THE RECORDS:
───

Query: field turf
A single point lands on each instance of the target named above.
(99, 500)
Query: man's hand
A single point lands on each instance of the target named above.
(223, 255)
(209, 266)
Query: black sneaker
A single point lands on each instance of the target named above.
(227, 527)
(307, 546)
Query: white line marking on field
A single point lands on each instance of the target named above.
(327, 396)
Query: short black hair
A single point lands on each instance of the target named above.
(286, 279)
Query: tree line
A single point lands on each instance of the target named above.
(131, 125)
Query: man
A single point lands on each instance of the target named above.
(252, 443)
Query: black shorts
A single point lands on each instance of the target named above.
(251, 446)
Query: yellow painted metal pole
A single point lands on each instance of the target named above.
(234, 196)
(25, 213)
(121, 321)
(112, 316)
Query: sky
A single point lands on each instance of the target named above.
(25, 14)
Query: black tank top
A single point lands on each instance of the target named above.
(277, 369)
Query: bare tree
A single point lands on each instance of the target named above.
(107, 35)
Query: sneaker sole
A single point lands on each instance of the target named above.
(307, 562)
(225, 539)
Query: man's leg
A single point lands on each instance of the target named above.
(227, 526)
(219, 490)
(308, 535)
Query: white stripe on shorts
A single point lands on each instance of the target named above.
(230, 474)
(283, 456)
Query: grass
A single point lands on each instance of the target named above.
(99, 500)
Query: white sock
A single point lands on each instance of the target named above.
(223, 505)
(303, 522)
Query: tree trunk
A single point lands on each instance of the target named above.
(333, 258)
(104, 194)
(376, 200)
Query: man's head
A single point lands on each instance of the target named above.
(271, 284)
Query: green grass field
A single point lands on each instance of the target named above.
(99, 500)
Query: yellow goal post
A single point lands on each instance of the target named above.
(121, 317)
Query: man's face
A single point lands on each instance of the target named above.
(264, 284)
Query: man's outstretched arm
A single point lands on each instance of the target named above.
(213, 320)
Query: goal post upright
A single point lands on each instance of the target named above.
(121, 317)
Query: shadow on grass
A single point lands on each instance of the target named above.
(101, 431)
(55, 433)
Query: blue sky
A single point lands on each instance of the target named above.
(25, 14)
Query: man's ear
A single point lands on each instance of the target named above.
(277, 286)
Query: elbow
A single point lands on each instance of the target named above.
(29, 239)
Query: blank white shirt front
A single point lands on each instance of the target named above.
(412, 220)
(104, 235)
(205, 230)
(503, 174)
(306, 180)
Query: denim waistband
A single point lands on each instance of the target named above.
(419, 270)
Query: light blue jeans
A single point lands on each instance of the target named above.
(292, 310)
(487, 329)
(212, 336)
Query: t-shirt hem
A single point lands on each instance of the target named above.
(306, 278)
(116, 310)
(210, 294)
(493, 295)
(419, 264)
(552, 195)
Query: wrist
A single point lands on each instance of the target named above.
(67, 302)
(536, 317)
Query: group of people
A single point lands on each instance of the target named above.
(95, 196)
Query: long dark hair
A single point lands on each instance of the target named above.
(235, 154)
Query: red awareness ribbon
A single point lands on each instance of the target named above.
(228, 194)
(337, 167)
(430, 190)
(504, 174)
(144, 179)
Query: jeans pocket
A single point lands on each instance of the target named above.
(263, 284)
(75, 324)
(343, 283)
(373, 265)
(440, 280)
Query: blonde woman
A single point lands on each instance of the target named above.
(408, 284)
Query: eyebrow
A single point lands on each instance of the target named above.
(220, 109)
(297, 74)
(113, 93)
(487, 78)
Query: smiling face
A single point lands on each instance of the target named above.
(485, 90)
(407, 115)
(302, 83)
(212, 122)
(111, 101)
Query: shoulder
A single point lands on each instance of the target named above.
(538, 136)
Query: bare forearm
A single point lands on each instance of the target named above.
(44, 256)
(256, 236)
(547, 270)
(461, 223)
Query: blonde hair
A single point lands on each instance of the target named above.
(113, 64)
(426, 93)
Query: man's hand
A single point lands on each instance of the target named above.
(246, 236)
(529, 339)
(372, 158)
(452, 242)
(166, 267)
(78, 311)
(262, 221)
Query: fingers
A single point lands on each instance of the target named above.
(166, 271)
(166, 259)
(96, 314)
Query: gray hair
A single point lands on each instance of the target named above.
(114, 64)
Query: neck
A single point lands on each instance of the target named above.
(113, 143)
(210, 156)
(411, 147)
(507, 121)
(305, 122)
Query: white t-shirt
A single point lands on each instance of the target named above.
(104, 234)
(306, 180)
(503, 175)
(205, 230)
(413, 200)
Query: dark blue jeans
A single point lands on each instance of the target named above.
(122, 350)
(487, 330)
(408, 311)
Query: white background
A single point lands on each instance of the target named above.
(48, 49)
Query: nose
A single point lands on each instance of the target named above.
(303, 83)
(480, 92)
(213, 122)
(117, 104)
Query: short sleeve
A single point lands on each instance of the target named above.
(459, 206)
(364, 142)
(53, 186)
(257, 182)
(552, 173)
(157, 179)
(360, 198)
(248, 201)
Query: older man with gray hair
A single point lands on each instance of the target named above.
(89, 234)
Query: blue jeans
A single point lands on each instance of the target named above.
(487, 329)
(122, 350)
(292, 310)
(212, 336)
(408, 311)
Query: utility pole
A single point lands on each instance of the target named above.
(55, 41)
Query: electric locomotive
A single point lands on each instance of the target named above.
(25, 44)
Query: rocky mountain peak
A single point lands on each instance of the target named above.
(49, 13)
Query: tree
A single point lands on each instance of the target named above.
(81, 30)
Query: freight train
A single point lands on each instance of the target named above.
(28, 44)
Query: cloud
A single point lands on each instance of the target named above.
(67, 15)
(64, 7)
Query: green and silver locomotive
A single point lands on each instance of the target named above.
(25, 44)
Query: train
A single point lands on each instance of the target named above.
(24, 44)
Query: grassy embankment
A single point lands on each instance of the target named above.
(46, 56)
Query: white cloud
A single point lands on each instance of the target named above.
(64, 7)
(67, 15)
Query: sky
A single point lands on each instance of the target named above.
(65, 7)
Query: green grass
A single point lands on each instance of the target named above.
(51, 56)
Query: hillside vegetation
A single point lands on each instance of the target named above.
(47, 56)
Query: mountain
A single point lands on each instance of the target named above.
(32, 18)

───

WHAT IS REQUIRED:
Write the entries out again in full, exactly as they appear above.

YOUR SOLUTION:
Query: field turf
A single point lands on each instance of the target named above.
(99, 500)
Query: man's hand
A single point lands on each instance of the target named above.
(223, 255)
(209, 266)
Query: black sneaker
A single point lands on each instance of the target named above.
(227, 527)
(307, 546)
Query: white line marking on field
A single point lands on each instance of the target named above.
(327, 396)
Query: short black hair
A single point lands on each instance of the target named above.
(286, 279)
Query: tree line
A single point lands on each instance of the target named above.
(131, 125)
Query: man
A single point lands on each instance of the target named above.
(252, 443)
Query: black shorts
A single point lands on each instance of the target named above.
(251, 446)
Query: yellow painted metal pole
A single point lands on each instance of the target named above.
(234, 196)
(25, 213)
(121, 321)
(112, 316)
Query: sky
A single point lands on each instance of the target named above.
(25, 14)
Query: black tank top
A single point lands on each instance of the target named above.
(277, 369)
Query: bare tree
A single point lands on each instance of the target named above.
(107, 35)
Query: sneaker sole
A single point lands on each instance of the target named above.
(307, 562)
(225, 539)
Query: man's leg
A single point lands on each instance of the target named above.
(227, 526)
(219, 490)
(308, 535)
Query: white stripe on shorts
A single point lands on each instance of the target named above.
(230, 474)
(283, 456)
Query: grass
A single point lands on each instance of the target named above.
(99, 500)
Query: white sock
A single point lands on each instance of the target named above.
(223, 505)
(303, 522)
Query: tree trunk
A single point lands on each instance of the target named above.
(333, 258)
(104, 194)
(376, 200)
Query: man's head
A single point lands on each instance of the target named above.
(271, 284)
Query: green grass field
A single point lands on each instance of the target named above.
(99, 500)
Query: yellow goal post
A single point lands on each instance of the target named above.
(121, 317)
Query: man's face
A single point lands on each instance of the target named above.
(264, 284)
Query: man's outstretched arm
A single point lands on each instance of the target named above.
(213, 320)
Query: goal post upright
A single point lands on each instance of the target named above.
(121, 317)
Query: shadow on grass
A single point lands on each instance of the target named above.
(101, 431)
(55, 433)
Query: blue sky
A single point lands on each instance of the target named above.
(25, 14)
Query: man's ear
A single point lands on each instance of the target named above.
(277, 286)
Query: elbow
A single point lands on each instance of the target named above.
(29, 239)
Query: blank white shirt front
A single point lands on each instance of the target named above.
(412, 220)
(104, 235)
(205, 230)
(503, 174)
(306, 180)
Query: denim waistband
A single point lands on each instance of the target named above.
(419, 270)
Query: light blue jeans
A single point lands on each instance of the target named above.
(292, 310)
(487, 329)
(212, 336)
Query: t-shirt hem
A single point lands on each instance of the target named above.
(306, 278)
(116, 310)
(210, 294)
(493, 295)
(419, 264)
(552, 195)
Query: wrist
A single point lands on each instance of the target named above.
(67, 302)
(536, 317)
Query: group of people
A single point lands on each instance of the target named above.
(95, 196)
Query: long dark hair
A single point lands on each instance of the target named above.
(235, 154)
Query: red awareness ribbon
A single point lands on each instance of the target named above.
(228, 194)
(337, 167)
(430, 190)
(504, 174)
(144, 179)
Query: jeans pocket
A single point lands on each instance of the target named above.
(263, 284)
(75, 324)
(343, 283)
(373, 265)
(440, 280)
Query: blonde woman
A single point lands on each instance of the target named above.
(408, 284)
Query: eyebrow
A single point lands on each instance of the target named above.
(220, 109)
(297, 74)
(113, 93)
(487, 78)
Query: smiling face
A single point lands on each instance of the target named above.
(485, 90)
(407, 115)
(302, 83)
(212, 122)
(111, 101)
Query: shoulder
A single point lands on each instance of the target named above.
(538, 136)
Query: bare forearm
A single point lands on each instance of the target named above.
(44, 256)
(256, 236)
(547, 270)
(461, 223)
Query: blonde hair
A single point lands on each instance of the target named above.
(113, 64)
(426, 93)
Query: man's hand
A single point lands on each instance of the target named above.
(246, 236)
(529, 339)
(372, 158)
(452, 242)
(166, 267)
(78, 311)
(262, 221)
Query: fingers
A single point lands on each instance of the target named above.
(166, 271)
(166, 259)
(96, 314)
Query: gray hair
A single point lands on each instance of the target named above.
(114, 64)
Query: neck
A single point lands on each instance of the target named above.
(113, 143)
(210, 156)
(411, 147)
(507, 121)
(305, 122)
Query: white t-shirt
A single point lands on each instance of the target named above.
(104, 234)
(306, 180)
(503, 175)
(205, 230)
(413, 200)
Query: dark blue jeans
A single point lands on each instance of the target named above.
(122, 350)
(487, 330)
(408, 311)
Query: white background
A single point lands on each instance of the target named above.
(48, 49)
Query: nose
A single point lands on each instance of the target named above.
(303, 83)
(480, 92)
(213, 122)
(117, 104)
Query: short sleeve
A single point lands on each instance of the target named above.
(459, 206)
(364, 142)
(53, 186)
(257, 182)
(552, 173)
(157, 179)
(360, 198)
(248, 201)
Query: older man with gray hair
A single point lands on each instance of the target named above.
(89, 234)
Query: blue jeans
A single point lands on each instance of the target named above.
(487, 329)
(122, 350)
(292, 310)
(212, 336)
(408, 311)
Query: utility pole
A single point lands on each instance of the target named above.
(55, 41)
Query: electric locomotive
A single point lands on each instance of the target named above.
(25, 44)
Query: rocky mountain peak
A single point lands on each instance of the target named above.
(49, 13)
Query: tree
A single point lands on each instance of the target named above.
(81, 30)
Query: freight train
A single point lands on each instance of the target named above.
(28, 44)
Query: cloud
A single point lands on each instance of the target named above.
(67, 15)
(64, 7)
Query: green and silver locomotive
A single point lands on each instance of the target named above.
(25, 44)
Query: train
A single point lands on each instance of the target named above.
(24, 44)
Query: grassy embankment
A single point lands on each instance of the target named above.
(46, 56)
Query: white cloud
A single point lands on each instance of the target named above.
(64, 7)
(67, 15)
Query: sky
A single point lands on each instance of the target named above.
(65, 7)
Query: green grass
A single point lands on each instance of the target named above.
(51, 56)
Query: hillside vegetation
A single point lands on each instance of the target named above.
(47, 56)
Query: mountain
A single point lands on each instance of the target named above.
(32, 18)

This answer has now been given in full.